Task goal -
Pull out each line in the listing below that contains the string "gull" and copy those lines unchanged.

Stored data -
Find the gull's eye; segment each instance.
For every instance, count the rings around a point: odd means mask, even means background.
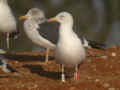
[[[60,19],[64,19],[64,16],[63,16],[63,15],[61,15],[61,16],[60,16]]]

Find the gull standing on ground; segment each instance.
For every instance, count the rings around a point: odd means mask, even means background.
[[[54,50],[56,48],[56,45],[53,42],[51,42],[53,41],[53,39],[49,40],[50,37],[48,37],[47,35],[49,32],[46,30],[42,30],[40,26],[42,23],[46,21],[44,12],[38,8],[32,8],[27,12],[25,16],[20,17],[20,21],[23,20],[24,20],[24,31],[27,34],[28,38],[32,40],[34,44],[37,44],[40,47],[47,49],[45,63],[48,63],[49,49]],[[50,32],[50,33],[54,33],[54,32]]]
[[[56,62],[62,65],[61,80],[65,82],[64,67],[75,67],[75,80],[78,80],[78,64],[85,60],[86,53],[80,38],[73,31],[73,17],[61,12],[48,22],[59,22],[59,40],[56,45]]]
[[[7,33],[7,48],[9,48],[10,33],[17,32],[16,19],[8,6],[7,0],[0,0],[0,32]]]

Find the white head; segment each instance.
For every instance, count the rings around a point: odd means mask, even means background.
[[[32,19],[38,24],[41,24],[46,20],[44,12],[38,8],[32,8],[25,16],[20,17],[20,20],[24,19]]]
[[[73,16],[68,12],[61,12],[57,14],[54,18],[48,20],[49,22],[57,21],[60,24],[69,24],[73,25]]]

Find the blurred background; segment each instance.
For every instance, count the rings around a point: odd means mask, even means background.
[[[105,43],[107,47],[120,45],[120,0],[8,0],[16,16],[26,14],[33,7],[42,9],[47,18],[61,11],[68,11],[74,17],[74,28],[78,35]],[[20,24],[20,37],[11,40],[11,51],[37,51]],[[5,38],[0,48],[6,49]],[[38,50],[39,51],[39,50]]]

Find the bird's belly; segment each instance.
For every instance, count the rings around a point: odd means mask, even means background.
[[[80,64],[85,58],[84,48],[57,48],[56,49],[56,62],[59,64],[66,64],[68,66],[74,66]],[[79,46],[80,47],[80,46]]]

==

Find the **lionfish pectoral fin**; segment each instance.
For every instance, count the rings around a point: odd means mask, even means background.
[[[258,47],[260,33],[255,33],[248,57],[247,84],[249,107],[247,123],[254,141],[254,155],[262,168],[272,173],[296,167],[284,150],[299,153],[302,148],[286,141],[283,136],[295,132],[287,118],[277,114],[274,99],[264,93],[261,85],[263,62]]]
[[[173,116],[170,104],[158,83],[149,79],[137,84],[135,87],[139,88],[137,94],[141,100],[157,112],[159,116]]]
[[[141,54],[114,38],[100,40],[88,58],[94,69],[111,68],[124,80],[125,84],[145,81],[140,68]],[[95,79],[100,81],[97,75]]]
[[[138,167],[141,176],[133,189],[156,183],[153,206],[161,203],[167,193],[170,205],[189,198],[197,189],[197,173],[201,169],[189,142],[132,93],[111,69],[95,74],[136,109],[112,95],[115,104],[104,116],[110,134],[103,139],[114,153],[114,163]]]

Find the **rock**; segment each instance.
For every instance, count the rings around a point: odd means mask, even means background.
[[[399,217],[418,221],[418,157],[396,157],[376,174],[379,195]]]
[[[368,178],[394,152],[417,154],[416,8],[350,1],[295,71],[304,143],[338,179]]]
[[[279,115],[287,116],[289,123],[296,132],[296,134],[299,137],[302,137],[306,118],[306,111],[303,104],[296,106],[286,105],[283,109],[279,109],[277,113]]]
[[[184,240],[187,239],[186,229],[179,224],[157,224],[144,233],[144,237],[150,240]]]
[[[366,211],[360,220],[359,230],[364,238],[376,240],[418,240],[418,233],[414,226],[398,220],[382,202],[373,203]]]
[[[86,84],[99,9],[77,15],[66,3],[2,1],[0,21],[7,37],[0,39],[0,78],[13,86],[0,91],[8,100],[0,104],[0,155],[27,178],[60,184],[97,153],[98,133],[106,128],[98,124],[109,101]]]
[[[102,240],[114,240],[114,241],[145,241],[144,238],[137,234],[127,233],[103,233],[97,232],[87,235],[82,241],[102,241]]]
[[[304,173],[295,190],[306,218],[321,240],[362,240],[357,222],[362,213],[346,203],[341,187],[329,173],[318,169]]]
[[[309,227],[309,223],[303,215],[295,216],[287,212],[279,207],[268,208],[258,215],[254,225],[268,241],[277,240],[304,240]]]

--

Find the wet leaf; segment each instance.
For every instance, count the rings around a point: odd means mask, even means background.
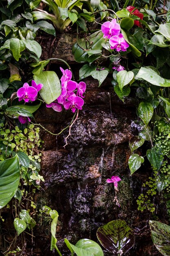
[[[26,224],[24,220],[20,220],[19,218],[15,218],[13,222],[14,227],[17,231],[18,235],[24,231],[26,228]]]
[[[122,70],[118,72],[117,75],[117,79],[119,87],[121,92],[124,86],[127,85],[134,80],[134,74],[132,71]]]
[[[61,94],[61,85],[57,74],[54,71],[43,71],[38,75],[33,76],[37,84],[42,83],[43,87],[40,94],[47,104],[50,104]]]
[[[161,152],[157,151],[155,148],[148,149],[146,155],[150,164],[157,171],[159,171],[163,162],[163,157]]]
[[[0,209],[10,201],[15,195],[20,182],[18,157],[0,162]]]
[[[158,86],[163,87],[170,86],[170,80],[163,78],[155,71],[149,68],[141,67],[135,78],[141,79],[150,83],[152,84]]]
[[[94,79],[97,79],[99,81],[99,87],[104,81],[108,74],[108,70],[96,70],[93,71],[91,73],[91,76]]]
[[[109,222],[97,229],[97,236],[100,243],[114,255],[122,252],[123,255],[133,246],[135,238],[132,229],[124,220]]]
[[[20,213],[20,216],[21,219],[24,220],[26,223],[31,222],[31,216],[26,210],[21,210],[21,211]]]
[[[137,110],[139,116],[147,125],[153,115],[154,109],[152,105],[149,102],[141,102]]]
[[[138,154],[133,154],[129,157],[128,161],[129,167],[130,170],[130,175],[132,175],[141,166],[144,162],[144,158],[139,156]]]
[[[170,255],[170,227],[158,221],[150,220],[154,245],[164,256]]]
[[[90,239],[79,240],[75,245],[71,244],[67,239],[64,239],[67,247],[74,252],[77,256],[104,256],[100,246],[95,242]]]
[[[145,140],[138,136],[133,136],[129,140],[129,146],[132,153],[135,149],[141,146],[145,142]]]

Reply to the task -
Find the gull's eye; segment each instance.
Find the gull standing on ground; segment each instance.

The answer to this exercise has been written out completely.